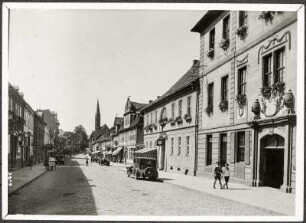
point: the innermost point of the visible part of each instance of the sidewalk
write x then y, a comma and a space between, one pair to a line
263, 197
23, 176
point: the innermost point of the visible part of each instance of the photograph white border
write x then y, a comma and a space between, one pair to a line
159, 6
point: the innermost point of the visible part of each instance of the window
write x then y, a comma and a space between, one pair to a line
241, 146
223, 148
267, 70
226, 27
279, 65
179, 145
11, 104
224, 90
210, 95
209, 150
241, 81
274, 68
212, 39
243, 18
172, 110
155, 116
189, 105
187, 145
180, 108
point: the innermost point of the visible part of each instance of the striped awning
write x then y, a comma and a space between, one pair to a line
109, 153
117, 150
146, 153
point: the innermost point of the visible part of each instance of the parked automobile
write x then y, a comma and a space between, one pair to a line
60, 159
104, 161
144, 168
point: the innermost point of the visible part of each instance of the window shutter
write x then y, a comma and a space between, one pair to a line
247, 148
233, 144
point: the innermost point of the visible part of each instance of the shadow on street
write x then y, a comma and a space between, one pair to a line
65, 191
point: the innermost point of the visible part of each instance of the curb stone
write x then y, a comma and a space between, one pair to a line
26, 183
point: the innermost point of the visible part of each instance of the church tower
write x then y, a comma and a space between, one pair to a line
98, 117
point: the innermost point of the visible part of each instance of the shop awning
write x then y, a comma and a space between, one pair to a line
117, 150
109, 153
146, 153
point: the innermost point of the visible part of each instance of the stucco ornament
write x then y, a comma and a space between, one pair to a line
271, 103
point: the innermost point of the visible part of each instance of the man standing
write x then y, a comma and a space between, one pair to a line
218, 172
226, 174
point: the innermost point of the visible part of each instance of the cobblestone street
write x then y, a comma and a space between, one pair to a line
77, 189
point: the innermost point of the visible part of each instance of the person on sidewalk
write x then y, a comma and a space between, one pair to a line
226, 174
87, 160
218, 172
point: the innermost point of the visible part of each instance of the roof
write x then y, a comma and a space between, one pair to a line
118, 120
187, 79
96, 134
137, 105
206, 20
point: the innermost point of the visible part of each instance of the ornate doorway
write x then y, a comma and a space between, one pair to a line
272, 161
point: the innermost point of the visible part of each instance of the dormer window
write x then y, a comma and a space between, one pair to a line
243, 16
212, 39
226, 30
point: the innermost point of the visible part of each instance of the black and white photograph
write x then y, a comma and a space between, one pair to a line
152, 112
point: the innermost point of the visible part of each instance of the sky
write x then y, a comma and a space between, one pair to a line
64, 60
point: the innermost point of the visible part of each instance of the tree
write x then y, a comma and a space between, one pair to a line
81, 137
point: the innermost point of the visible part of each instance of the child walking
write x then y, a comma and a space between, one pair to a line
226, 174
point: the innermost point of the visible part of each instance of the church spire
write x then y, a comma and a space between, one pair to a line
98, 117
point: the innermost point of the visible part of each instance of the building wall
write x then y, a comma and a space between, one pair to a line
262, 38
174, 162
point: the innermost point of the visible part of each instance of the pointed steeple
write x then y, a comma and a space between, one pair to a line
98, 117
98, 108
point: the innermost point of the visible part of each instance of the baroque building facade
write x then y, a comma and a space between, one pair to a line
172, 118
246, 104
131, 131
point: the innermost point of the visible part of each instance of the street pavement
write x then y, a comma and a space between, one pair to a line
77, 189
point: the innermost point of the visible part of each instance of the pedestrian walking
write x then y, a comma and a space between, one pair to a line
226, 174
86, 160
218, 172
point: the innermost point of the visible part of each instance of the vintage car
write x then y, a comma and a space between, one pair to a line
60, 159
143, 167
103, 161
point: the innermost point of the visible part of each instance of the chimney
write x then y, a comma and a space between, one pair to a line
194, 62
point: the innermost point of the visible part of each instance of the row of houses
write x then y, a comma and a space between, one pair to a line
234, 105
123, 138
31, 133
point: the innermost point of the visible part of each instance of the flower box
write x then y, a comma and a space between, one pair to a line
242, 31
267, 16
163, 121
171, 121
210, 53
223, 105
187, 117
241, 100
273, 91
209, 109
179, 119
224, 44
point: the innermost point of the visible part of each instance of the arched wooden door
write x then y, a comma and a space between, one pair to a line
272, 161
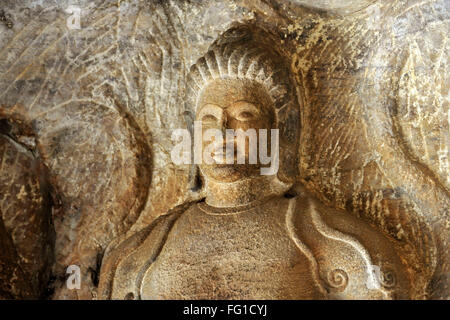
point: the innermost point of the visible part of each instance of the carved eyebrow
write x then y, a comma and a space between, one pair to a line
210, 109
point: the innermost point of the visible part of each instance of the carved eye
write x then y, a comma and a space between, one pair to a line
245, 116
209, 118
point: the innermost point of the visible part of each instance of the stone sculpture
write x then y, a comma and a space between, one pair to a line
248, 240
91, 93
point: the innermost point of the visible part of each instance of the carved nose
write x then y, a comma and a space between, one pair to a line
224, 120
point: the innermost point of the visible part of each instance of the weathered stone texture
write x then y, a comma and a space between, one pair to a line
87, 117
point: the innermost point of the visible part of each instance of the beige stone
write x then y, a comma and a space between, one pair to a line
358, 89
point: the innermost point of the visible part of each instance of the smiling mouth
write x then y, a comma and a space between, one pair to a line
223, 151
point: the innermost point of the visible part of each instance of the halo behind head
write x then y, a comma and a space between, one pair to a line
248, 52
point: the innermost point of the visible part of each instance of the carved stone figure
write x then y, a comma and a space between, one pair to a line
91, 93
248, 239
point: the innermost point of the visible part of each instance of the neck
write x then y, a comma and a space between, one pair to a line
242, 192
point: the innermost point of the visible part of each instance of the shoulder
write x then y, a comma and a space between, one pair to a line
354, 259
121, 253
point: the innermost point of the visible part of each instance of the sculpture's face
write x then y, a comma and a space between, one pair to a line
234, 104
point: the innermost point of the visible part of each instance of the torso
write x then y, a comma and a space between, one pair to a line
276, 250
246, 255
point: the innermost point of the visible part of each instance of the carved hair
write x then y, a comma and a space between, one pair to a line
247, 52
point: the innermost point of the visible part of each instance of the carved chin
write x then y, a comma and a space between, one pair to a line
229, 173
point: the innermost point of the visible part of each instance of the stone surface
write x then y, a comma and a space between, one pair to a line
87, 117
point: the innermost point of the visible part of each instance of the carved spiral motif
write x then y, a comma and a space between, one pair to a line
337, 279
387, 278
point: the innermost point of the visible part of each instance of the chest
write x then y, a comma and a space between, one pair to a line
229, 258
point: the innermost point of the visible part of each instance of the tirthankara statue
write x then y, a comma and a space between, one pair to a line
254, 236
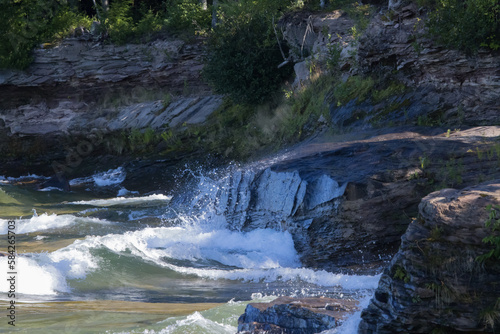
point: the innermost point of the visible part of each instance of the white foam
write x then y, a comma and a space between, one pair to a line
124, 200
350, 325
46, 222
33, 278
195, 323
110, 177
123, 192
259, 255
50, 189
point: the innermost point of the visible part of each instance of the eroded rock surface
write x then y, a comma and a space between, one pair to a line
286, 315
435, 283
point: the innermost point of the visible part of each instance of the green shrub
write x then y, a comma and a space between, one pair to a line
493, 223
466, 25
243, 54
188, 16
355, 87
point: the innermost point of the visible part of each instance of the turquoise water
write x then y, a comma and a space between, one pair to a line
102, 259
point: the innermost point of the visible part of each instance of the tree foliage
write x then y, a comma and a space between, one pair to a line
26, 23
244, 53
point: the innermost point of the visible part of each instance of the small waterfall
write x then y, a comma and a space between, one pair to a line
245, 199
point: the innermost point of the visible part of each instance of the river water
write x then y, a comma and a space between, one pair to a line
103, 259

---

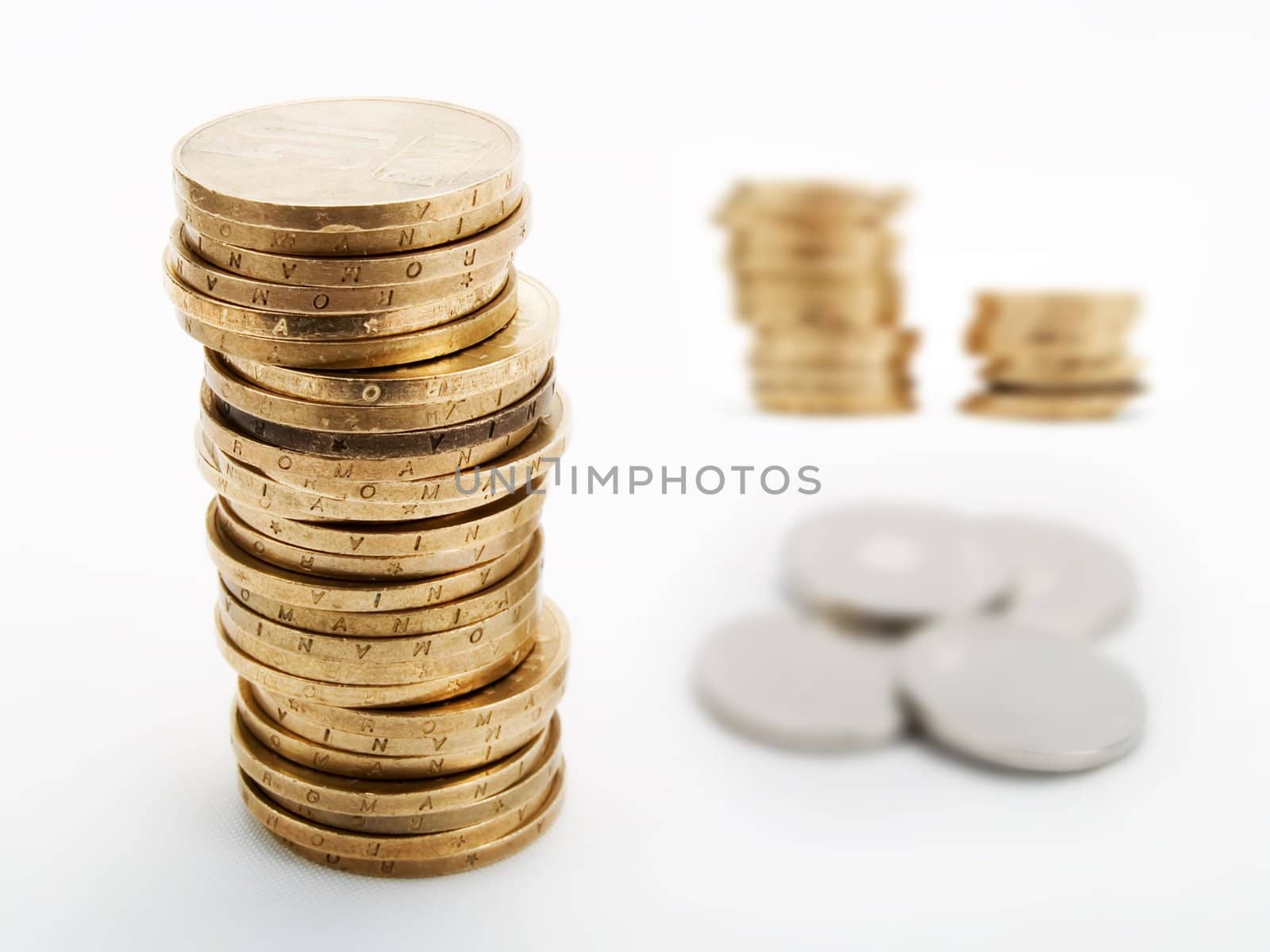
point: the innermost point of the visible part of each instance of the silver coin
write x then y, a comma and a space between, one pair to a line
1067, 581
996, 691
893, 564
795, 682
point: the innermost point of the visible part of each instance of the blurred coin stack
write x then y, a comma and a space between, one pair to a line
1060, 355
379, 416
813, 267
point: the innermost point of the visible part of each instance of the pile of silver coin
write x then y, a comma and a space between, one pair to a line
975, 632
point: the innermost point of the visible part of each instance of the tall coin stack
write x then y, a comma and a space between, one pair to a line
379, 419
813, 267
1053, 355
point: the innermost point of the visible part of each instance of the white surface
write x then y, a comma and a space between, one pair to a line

...

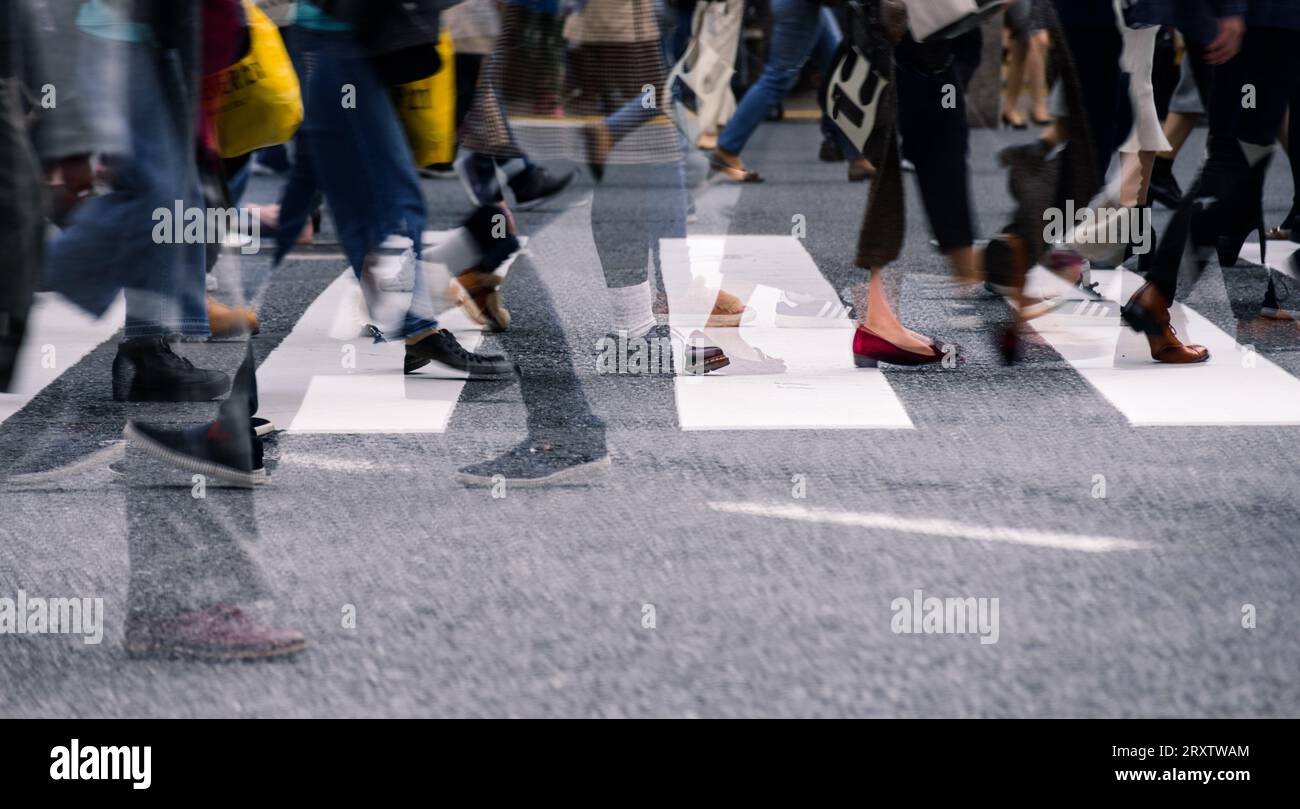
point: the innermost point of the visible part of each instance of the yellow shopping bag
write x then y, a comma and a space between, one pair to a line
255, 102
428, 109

■ **To do**
State how many lines in the items above contain the string "building". Reply with the number alone.

■ **Exercise result**
2